Task prompt:
Write the next part of the forum thread about making colored fog, starting right after its last line.

Excerpted text:
** Begin **

# Colored Fog



## 6ftstudios (May 28, 2007)

So...I'm watching Spiderman. In one scene there is green colored fog. Anyone know how this can be achieved? I don't think it was lighting or cg.


----------



## soundman (May 28, 2007)

The safest way to do it is to shine green light into it. There is no way to add dye to fog to make it change color that requires smoke which is a big can of worms.


----------



## PadawanGeek (May 28, 2007)

6ftstudios said:


> So...I'm watching Spiderman. In one scene there is green colored fog. Anyone know how this can be achieved? I don't think it was lighting or cg.



What makes you think it wasn't CG?


----------



## avkid (May 28, 2007)

charcoaldabs said:


> I was told by some industry guy that SAG now has a big problem with fog anyways.


As does AEA, but only with certain types.
www.actorsequity.org/docs/safesan/calibration_factors.pdf


----------



## icewolf08 (May 28, 2007)

avkid said:


> As does AEA, but only with certain types.
> www.actorsequity.org/docs/safesan/calibration_factors.pdf



AEA doesn't have an issue with fog they just regulate it for health and safety reasons. The paperwork that is available on their website is based on the testing done by Environ, and independent company, for AEA. They tested, and continue to test various fog and haze machines for the particle concentration of the fogs and hazes based on the safe levels for breathing. There is also documentation on how to perform your own testing if your machine is not listed.

The calibration factors document from the above link details how the air quality meters were set up for the testing. There are also equipment based time and distance reports available for download. These detail when you can put an AEA actor in front of different machines at different output settings.


----------



## Van (May 28, 2007)

ost likely it was a version of "spectra smoke". Spectra Smoke or smoke cookies are available at a number of places, anyplace that does video or film. it usually comes in a 3 1/2" x 3/8" Cookie. we used to use a pair of vise-grips to hold half a film can light the cookie, then put it in the can lid, then use the other half of the lid to wave it around the set. There are a ton of ways to get this kind of smoke, but as there is a prohibition against Pyro on here, and all of these methods involve lighting something on fire or igniting a chemical, I shant discuss it further.....


----------



## gafftaper (May 29, 2007)

As was suggested above, with all the CGI in that movie why would they deal with the hassles and hazards of real smoke? Just draw it in later, it'll look more like real smoke than real smoke does.


----------



## PadawanGeek (May 29, 2007)

** End **

Location annotation dataset excerpts

** Begin **

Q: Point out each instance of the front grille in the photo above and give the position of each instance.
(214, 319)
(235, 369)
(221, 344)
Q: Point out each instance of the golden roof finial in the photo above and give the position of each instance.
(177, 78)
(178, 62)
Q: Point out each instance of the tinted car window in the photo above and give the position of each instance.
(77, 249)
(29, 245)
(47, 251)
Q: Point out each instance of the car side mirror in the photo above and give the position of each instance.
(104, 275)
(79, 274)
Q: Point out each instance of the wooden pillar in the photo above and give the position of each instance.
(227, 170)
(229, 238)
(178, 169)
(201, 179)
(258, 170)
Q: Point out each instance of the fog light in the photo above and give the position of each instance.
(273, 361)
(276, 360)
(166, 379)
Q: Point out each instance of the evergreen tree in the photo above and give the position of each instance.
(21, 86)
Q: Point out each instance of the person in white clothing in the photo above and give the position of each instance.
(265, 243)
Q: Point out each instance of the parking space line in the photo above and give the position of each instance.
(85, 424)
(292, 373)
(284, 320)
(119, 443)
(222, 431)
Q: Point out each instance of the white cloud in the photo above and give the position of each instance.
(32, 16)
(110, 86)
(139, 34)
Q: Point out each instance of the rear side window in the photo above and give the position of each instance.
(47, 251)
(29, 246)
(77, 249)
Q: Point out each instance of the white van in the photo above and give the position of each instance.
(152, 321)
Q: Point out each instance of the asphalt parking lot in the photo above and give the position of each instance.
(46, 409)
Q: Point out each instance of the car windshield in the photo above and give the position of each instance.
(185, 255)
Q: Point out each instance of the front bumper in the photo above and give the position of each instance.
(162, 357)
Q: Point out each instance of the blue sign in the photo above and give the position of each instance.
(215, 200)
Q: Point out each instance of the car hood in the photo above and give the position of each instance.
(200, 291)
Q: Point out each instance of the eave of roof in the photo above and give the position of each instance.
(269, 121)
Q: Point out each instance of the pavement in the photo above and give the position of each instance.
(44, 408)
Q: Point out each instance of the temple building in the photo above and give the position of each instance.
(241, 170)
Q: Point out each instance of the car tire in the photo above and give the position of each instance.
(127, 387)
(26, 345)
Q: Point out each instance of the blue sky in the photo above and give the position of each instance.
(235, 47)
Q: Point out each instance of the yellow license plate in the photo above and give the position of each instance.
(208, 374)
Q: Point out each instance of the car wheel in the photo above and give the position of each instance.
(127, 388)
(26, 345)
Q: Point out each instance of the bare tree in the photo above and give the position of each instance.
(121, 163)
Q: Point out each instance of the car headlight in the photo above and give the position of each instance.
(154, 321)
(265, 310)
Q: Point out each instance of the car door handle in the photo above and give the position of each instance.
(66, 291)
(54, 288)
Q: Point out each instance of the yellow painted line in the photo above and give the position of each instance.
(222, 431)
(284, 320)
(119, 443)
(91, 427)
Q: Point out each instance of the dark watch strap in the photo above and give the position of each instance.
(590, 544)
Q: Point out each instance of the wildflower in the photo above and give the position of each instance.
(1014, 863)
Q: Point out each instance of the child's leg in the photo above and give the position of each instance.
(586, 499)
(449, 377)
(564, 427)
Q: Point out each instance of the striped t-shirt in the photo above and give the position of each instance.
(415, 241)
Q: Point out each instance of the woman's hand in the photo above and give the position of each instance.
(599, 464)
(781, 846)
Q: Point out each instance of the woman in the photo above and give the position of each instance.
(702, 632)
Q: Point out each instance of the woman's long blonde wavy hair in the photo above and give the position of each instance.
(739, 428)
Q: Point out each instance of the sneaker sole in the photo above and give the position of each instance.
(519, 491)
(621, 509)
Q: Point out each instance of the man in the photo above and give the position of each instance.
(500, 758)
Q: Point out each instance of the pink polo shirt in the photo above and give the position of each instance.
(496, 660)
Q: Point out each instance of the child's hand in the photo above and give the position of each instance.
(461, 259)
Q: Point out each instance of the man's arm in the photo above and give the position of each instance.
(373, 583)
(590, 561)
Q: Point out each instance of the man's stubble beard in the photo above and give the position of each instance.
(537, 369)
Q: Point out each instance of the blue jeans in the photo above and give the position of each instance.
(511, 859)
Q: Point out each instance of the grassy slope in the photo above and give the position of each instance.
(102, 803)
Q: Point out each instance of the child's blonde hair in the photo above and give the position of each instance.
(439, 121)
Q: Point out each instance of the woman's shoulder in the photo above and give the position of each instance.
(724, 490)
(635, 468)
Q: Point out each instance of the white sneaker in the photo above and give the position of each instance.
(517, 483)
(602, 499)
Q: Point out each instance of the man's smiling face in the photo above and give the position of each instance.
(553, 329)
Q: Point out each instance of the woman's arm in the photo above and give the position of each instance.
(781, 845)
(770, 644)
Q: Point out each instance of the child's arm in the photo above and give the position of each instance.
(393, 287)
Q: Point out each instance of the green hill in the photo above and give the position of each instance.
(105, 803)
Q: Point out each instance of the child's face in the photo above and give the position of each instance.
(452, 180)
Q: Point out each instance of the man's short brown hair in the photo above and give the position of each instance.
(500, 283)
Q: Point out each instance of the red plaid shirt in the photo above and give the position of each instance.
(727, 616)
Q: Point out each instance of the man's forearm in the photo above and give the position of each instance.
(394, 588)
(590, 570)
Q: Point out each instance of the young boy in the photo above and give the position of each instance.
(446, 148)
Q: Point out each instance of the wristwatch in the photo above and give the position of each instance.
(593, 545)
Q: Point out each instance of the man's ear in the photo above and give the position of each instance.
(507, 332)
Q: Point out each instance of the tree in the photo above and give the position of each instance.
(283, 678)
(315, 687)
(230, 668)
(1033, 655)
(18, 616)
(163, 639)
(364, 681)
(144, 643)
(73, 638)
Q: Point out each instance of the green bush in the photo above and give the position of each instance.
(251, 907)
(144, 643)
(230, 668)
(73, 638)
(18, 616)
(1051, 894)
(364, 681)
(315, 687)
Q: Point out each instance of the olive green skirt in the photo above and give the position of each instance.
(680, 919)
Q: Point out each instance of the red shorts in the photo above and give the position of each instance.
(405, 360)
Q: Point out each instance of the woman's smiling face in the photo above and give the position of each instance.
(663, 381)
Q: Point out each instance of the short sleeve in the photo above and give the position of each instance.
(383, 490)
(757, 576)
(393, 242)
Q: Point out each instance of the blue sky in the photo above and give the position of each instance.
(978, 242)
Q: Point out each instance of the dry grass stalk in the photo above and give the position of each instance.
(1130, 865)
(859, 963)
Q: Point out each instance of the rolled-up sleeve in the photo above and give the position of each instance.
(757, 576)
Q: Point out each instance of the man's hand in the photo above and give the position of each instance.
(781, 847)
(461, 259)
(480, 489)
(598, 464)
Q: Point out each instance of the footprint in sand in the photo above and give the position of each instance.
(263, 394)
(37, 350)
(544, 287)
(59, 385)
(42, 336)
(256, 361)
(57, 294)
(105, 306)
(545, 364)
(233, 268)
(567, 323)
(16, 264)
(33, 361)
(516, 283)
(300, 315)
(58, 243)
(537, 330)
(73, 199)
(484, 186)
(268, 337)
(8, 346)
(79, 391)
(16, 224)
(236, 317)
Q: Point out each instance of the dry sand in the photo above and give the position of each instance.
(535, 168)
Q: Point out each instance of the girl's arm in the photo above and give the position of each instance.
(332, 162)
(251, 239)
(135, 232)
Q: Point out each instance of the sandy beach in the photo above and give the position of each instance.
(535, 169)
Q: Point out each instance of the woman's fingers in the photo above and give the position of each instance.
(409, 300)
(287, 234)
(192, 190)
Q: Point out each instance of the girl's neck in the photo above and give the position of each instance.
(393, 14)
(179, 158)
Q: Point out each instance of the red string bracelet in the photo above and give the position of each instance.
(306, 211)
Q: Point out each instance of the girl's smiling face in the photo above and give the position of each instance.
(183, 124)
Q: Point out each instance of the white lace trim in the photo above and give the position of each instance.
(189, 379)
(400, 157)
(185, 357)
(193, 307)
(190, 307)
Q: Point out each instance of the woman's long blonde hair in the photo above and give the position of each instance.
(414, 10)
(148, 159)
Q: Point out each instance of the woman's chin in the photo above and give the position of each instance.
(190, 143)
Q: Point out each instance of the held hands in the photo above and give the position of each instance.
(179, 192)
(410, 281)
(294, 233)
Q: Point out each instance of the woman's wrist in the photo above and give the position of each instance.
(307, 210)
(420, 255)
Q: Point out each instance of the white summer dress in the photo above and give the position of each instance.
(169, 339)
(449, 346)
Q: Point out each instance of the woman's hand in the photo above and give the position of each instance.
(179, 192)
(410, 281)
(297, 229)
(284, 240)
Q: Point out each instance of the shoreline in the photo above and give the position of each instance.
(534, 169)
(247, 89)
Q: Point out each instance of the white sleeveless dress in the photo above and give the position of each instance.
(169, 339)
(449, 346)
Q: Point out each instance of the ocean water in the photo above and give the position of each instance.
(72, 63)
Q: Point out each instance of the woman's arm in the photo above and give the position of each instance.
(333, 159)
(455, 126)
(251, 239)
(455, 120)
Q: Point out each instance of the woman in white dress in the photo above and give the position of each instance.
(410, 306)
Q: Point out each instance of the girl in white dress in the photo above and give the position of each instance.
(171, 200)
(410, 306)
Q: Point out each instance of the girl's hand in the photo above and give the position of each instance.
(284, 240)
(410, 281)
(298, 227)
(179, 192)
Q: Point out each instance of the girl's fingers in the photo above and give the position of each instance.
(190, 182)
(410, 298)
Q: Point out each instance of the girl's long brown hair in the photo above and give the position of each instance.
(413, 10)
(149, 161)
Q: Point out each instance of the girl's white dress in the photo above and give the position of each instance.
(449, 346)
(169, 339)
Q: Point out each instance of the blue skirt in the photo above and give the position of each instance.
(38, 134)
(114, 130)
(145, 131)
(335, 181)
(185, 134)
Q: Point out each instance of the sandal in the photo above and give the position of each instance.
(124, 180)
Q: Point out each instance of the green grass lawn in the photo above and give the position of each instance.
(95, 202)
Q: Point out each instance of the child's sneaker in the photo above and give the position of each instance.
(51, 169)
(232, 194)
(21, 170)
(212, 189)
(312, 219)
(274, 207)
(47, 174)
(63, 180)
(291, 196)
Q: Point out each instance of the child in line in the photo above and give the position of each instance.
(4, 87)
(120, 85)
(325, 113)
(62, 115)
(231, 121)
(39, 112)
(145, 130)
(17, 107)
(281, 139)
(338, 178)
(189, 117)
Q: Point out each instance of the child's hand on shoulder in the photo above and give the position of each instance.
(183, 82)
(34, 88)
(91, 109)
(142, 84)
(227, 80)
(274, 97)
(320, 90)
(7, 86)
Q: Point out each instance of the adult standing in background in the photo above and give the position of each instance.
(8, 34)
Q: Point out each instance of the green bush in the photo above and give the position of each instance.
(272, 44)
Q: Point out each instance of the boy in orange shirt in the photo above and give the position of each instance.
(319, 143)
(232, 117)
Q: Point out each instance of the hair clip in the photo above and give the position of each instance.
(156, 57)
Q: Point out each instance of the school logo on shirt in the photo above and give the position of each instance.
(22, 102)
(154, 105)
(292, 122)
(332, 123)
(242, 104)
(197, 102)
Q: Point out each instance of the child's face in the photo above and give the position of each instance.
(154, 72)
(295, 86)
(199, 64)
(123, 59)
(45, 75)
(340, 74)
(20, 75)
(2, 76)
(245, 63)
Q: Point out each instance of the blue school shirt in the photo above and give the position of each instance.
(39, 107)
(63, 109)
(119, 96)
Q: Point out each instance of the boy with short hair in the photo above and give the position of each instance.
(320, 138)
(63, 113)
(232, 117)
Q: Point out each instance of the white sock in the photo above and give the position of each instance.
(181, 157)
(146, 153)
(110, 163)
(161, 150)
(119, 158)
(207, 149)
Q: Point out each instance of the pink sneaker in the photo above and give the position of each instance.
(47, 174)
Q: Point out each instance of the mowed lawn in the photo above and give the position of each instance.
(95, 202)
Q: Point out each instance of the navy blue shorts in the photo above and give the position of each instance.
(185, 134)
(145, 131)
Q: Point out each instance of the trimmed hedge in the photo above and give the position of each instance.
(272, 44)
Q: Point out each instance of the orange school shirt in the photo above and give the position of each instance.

** End **

Response to the task:
gafftaper said:


> As was suggested above, with all the CGI in that movie why would they deal with the hassles and hazards of real smoke? Just draw it in later, it'll look more like real smoke than real smoke does.




Yeah, I do special effects and smoke isn't that hard.


----------



## gafftaper (May 30, 2007)

PadawanGeek said:


> Yeah, I do special effects and smoke isn't that hard.



And you don't have a bazillion dollar budget like they did. 

Look at it this way, how much in that same shot was CGI-ed in later? Was anything real in that shot? How can you know anymore?


----------



## PadawanGeek (May 30, 2007)

charcoaldabs said:


> Real smoke... in a youth ministry?



When I said special effects i meant in videos (like greenscreen, lightsabers, smoke, blaster shots, etc.).

But still, we do lots of smoke in the youth ministry. We have an ADJ Fogstorm 700 and we are now getting an ADJ Mister Kool (dry ice fogger W00t!). We do tons of special effects. There is a kids camp called Breakaway this summer and it is spaceship themed, and we are making a control panel, and we are hopefully going to make it blow up! 

_______________________________________________



gafftaper said:


> And you don't have a bazillion dollar budget like they did.
> 
> Look at it this way, how much in that same shot was CGI-ed in later? Was anything real in that shot? How can you know anymore?



I just use Adobe After Effects.

If you look at the behind the scenes in Starwars, where are whole scenes with closeups of characters that are all CG.


----------



## PadawanGeek (May 30, 2007)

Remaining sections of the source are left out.